A run of entries:
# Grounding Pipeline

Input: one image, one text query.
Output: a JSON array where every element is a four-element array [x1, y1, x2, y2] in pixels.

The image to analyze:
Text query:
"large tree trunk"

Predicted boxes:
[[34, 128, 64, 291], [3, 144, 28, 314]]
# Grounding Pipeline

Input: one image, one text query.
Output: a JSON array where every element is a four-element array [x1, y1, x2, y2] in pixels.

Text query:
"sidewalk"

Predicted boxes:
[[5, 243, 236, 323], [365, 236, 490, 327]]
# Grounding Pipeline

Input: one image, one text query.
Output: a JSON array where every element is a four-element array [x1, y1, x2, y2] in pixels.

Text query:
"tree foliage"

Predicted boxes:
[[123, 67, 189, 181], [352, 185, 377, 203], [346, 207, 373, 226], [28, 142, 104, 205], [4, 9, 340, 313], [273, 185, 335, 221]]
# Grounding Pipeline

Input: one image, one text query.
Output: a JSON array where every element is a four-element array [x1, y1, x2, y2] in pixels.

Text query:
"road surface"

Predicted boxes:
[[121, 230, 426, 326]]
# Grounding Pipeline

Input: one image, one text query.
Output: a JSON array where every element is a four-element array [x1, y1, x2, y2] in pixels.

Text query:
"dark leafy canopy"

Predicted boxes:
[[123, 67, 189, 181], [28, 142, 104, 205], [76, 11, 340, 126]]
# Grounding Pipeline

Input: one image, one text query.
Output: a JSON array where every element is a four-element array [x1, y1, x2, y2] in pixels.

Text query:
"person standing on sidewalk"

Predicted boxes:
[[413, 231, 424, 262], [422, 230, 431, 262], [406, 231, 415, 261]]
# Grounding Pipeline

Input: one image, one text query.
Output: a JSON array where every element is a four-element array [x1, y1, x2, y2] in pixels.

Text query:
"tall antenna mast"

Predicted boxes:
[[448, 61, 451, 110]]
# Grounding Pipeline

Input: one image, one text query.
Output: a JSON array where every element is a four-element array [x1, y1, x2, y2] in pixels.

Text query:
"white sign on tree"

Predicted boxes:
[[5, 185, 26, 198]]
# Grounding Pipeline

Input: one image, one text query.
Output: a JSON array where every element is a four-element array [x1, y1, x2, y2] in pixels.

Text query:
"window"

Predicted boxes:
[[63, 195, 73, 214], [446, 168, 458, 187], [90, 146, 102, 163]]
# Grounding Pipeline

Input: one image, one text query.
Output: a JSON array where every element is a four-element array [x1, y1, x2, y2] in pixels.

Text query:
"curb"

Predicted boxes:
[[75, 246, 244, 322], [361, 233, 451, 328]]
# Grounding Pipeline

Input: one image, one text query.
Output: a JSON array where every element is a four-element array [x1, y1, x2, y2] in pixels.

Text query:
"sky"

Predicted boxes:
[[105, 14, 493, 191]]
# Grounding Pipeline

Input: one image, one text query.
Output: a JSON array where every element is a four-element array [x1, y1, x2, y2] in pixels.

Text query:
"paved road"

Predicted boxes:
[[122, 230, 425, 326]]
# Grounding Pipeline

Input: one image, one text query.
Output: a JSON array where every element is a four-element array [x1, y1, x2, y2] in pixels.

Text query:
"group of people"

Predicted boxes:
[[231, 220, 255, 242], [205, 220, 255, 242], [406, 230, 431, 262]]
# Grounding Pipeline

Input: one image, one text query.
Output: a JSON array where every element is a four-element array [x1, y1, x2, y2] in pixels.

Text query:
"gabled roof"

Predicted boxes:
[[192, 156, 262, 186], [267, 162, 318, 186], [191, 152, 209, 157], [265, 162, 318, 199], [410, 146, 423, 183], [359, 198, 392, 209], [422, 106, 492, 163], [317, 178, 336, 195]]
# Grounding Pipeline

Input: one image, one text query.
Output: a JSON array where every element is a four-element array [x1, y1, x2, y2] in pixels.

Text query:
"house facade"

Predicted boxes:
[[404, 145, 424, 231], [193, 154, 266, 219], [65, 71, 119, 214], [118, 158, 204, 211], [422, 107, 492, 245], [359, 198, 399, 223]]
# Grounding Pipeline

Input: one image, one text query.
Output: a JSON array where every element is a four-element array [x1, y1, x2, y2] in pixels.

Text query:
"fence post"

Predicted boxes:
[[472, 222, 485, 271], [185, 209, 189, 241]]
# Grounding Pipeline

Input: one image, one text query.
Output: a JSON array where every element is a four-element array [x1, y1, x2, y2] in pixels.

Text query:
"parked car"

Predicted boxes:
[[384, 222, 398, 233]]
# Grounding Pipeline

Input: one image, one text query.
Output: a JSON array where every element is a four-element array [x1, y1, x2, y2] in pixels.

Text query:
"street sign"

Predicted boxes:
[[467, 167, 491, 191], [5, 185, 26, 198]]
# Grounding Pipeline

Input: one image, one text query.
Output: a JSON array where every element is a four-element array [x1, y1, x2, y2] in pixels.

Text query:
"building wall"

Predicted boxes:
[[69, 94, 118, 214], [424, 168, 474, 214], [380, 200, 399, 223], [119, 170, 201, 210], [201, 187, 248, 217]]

◆ THE EXERCISE:
Locate every line in the entries above that contains the string "sidewalk", and copy each of those lines. Treat case as significant.

◆ RESULT:
"sidewalk"
"person standing on sidewalk"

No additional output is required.